= What to work on =
Turn the lines of the entries below into a Markdown table with the columns "Row" and "Line," numbering each row, skipping blank lines, and leaving out the pictures.

(Object pointing dataset entries)
****
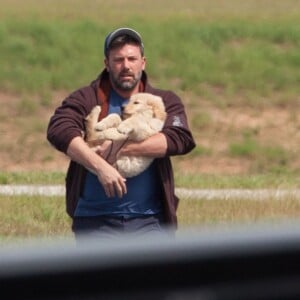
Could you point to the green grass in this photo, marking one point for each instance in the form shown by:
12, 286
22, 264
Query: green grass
237, 55
255, 181
35, 217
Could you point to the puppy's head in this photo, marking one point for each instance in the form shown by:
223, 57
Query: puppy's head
146, 104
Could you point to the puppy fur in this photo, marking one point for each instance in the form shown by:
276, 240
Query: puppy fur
142, 117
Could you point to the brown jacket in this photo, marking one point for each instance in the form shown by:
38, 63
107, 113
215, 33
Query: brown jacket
68, 123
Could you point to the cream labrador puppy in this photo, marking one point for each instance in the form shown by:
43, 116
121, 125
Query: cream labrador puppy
143, 116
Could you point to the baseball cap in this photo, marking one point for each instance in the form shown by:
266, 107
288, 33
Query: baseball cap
122, 31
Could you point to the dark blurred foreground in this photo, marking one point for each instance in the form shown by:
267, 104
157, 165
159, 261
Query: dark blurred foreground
257, 262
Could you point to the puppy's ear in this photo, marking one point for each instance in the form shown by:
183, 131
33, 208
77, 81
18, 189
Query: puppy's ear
158, 107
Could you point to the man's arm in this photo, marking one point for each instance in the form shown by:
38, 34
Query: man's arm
155, 146
108, 176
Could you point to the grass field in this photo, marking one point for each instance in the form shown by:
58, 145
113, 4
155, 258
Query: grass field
235, 64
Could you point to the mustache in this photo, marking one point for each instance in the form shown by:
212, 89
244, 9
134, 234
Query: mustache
126, 73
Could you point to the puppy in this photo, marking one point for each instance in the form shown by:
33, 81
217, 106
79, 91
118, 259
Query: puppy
142, 117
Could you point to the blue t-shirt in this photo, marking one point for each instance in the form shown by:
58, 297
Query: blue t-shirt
144, 191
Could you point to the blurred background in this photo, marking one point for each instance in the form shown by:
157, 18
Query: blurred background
234, 63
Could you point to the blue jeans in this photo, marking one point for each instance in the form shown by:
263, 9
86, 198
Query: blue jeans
108, 226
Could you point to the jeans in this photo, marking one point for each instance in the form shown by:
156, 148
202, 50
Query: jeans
114, 226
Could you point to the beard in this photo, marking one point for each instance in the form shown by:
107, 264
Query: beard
128, 84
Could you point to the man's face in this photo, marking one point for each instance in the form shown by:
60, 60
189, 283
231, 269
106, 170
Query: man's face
125, 66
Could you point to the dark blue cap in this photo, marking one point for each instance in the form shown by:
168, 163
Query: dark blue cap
122, 31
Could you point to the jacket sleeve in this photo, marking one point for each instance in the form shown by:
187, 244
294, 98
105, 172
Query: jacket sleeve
176, 129
67, 121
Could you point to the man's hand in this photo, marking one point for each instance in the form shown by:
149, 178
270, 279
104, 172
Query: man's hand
109, 150
111, 180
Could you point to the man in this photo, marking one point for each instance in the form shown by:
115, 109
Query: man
98, 198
****
= Exercise response =
| Row | Line |
|---|---|
| 1 | Could you point to the green grass in this photo, marking one point for each instance in the form shown by: |
| 2 | 12, 286 |
| 3 | 22, 264 |
| 4 | Query: green grass |
| 5 | 237, 55 |
| 6 | 255, 181 |
| 7 | 35, 217 |
| 8 | Could you point to the puppy's head in this photo, marking one point for each instance in the form shown by: |
| 9 | 223, 57 |
| 10 | Query: puppy's head |
| 11 | 146, 104 |
| 12 | Could you point to the puppy fur in this photo, marking one point for each instance in the form shown by: |
| 13 | 276, 240 |
| 14 | Query: puppy fur |
| 15 | 142, 117 |
| 16 | Could you point to the brown jacket in this photo, marking one point for each instance in the form shown by: |
| 17 | 38, 63 |
| 18 | 107, 113 |
| 19 | 215, 33 |
| 20 | Query: brown jacket |
| 21 | 68, 123 |
| 22 | Could you point to the cream labrador puppy in this photo, marking one point for each instance in the form shown by: |
| 23 | 43, 116 |
| 24 | 121, 125 |
| 25 | Query: cream labrador puppy |
| 26 | 143, 116 |
| 27 | Could you point to the baseball cap in this photo, marking one point for each instance in the form shown by: |
| 28 | 266, 107 |
| 29 | 288, 33 |
| 30 | Query: baseball cap |
| 31 | 122, 31 |
| 32 | Could you point to the dark blurred foreground in this photo, marking one point for each instance in the form shown by: |
| 33 | 267, 104 |
| 34 | 157, 165 |
| 35 | 159, 261 |
| 36 | Query: dark blurred foreground |
| 37 | 257, 262 |
| 38 | Could you point to the puppy's ear in this photo, marking one point for each instance in the form shown by: |
| 39 | 183, 131 |
| 40 | 33, 208 |
| 41 | 77, 81 |
| 42 | 18, 189 |
| 43 | Query: puppy's ear |
| 44 | 158, 107 |
| 45 | Could you point to the man's arm in this photo, marking one point for each instance in the form shown by: |
| 46 | 38, 34 |
| 47 | Query: man's arm |
| 48 | 155, 146 |
| 49 | 108, 176 |
| 50 | Could you point to the grass field in this photo, marking one point for each instance in the form shown by: |
| 51 | 58, 145 |
| 52 | 113, 4 |
| 53 | 155, 258 |
| 54 | Query: grass field |
| 55 | 235, 64 |
| 56 | Could you point to the mustache in this photo, marking one point for each instance in the form shown by: |
| 57 | 212, 89 |
| 58 | 244, 9 |
| 59 | 134, 234 |
| 60 | Query: mustache |
| 61 | 126, 73 |
| 62 | Could you point to the puppy in this photo, marking one point for each instance in the form shown by: |
| 63 | 33, 81 |
| 64 | 217, 106 |
| 65 | 79, 91 |
| 66 | 118, 259 |
| 67 | Query: puppy |
| 68 | 142, 117 |
| 69 | Could you point to the blue t-shirt in this photo, marking one point for each instance in the form shown by: |
| 70 | 58, 297 |
| 71 | Query: blue t-shirt |
| 72 | 144, 191 |
| 73 | Could you point to the blurred background in this photo, marking one point for each instance in the form shown by: |
| 74 | 157, 18 |
| 75 | Query: blurred background |
| 76 | 234, 63 |
| 77 | Could you point to the blue jeans in this photo, marking one point for each instance in the form shown by: |
| 78 | 263, 9 |
| 79 | 86, 198 |
| 80 | Query: blue jeans |
| 81 | 108, 226 |
| 82 | Could you point to the jeans in this photo, marking one point for each instance in the form shown by: |
| 83 | 156, 148 |
| 84 | 202, 50 |
| 85 | Query: jeans |
| 86 | 114, 226 |
| 87 | Could you point to the beard in this photo, marking one point for each instance in the form shown by: |
| 88 | 107, 264 |
| 89 | Query: beard |
| 90 | 128, 84 |
| 91 | Could you point to the man's face in this photo, marking one point for each instance in the form shown by: |
| 92 | 60, 60 |
| 93 | 189, 283 |
| 94 | 231, 269 |
| 95 | 106, 170 |
| 96 | Query: man's face |
| 97 | 125, 66 |
| 98 | Could you point to the dark blue cap in this photo, marking one point for each instance in the form shown by: |
| 99 | 168, 163 |
| 100 | Query: dark blue cap |
| 101 | 122, 31 |
| 102 | Could you point to the jacket sleeve in this photo, marking one point for each instance in the form shown by: |
| 103 | 187, 244 |
| 104 | 294, 98 |
| 105 | 105, 172 |
| 106 | Query: jacket sleeve |
| 107 | 176, 129 |
| 108 | 67, 121 |
| 109 | Could you point to the man's hand in this photo, marking one point for each instance in the form shown by: |
| 110 | 149, 178 |
| 111 | 270, 279 |
| 112 | 104, 172 |
| 113 | Query: man's hand |
| 114 | 109, 150 |
| 115 | 111, 180 |
| 116 | Could you point to the man in this photo, marking one point for each instance in the form shown by: |
| 117 | 115, 109 |
| 118 | Query: man |
| 119 | 98, 198 |